Problem to solve: Write the data out again, matching every line exactly.

Records for the exercise:
======

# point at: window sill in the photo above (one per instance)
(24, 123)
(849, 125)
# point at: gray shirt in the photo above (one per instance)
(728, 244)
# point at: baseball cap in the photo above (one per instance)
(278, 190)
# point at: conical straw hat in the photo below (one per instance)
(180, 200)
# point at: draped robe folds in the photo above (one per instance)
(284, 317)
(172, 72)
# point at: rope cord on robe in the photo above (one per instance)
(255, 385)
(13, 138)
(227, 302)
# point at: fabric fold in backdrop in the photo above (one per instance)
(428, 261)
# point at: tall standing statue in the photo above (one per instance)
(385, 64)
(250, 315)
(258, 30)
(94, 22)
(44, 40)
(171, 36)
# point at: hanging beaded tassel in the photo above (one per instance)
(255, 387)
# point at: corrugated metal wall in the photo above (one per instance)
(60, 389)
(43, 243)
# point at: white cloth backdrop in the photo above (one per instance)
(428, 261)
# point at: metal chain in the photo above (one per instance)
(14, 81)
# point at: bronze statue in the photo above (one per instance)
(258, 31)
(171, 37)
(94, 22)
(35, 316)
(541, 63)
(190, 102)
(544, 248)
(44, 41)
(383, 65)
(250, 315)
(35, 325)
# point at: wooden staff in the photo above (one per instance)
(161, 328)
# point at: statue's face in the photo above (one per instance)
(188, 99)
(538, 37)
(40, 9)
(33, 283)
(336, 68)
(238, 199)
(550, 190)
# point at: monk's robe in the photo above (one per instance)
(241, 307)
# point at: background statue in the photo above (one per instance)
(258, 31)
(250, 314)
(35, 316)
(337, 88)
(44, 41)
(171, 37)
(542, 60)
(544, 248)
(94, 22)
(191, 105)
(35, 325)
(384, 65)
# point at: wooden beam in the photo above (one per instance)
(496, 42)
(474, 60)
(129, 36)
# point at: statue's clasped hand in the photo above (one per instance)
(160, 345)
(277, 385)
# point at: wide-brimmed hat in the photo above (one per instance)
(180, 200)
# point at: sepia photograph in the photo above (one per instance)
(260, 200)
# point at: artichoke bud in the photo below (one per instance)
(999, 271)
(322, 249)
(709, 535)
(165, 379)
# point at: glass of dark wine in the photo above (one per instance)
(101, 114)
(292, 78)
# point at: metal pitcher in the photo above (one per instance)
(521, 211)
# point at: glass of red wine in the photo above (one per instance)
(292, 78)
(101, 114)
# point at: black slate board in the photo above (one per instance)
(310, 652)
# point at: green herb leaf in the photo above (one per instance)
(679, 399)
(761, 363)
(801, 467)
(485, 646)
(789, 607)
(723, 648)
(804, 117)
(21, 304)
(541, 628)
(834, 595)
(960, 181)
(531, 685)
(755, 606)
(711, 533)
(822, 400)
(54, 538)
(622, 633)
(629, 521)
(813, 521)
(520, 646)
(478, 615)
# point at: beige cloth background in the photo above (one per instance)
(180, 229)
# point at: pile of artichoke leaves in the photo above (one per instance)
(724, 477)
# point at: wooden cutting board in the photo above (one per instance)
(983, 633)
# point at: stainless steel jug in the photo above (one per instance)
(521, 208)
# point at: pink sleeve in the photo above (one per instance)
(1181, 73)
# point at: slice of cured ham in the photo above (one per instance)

======

Written solution:
# point at: window sill in the photo above (one per instance)
(24, 123)
(849, 125)
# point at: gray shirt in the photo above (one per instance)
(728, 244)
# point at: baseball cap in the photo above (one per instance)
(278, 190)
# point at: conical straw hat in the photo below (one per instance)
(180, 200)
# point at: draped robe folds in the photo above (one per instance)
(284, 317)
(172, 72)
# point at: rope cord on robe in the photo above (one per instance)
(255, 385)
(13, 138)
(227, 302)
# point at: fabric fold in backdrop in the photo above (one per instance)
(428, 261)
# point at: tall standing statue in the photo above (one per instance)
(385, 64)
(250, 315)
(258, 30)
(94, 22)
(44, 40)
(171, 36)
# point at: hanging beaded tassel in the photo above (one per instance)
(255, 387)
# point at: corrugated metal wall in the photo above (one per instance)
(60, 389)
(43, 243)
# point at: white cloth backdrop in the photo above (one per instance)
(428, 261)
# point at: metal chain in the photo above (one per instance)
(14, 81)
# point at: bronze statue in the photo above (one per instance)
(258, 31)
(171, 37)
(94, 22)
(35, 316)
(541, 63)
(190, 102)
(544, 248)
(44, 41)
(383, 65)
(250, 315)
(35, 325)
# point at: wooden staff in the photo above (one per instance)
(161, 328)
# point at: statue's face in the photo above (one per instance)
(188, 99)
(538, 37)
(40, 9)
(33, 283)
(336, 68)
(238, 199)
(550, 190)
# point at: monk's robe in the photo above (one per instance)
(241, 307)
# point at: background statue in the photo above (one per instance)
(258, 31)
(250, 314)
(35, 316)
(337, 88)
(44, 41)
(171, 37)
(542, 60)
(544, 248)
(94, 22)
(191, 105)
(35, 325)
(384, 65)
# point at: wooden beam in the photo above (one per instance)
(496, 42)
(474, 60)
(129, 36)
# point at: statue's clasped hand in the photo above (one per instance)
(160, 345)
(277, 385)
# point at: wide-brimmed hat in the photo above (one per instance)
(180, 200)
# point at: sepia photograph in the photo above (one per instance)
(260, 200)
# point at: artichoke bud in the photo below (one per instance)
(999, 271)
(322, 249)
(709, 535)
(165, 379)
# point at: glass of dark wine in the photo above (one per instance)
(101, 114)
(292, 78)
# point at: metal pitcher in the photo above (one per instance)
(521, 211)
# point at: glass of red wine in the photo above (one per instance)
(292, 78)
(101, 114)
# point at: black slate board in the photo above (one per instance)
(310, 652)
# point at: green herb leaf in the photo above (one per instance)
(679, 399)
(761, 363)
(801, 467)
(485, 646)
(789, 607)
(723, 648)
(804, 117)
(21, 304)
(541, 628)
(834, 595)
(960, 181)
(531, 685)
(755, 606)
(711, 533)
(822, 400)
(54, 538)
(622, 633)
(629, 521)
(813, 521)
(520, 646)
(478, 615)
# point at: beige cloth background in the photo above (one per instance)
(180, 229)
# point at: pile of artichoke leaves in the photo above (one per instance)
(724, 477)
# point at: wooden cutting board in the photo above (one per instance)
(983, 633)
# point at: stainless steel jug in the photo above (one per instance)
(521, 208)
# point at: pink sleeve in the photo above (one per instance)
(1181, 73)
# point at: slice of cured ham in the photo above (one per instance)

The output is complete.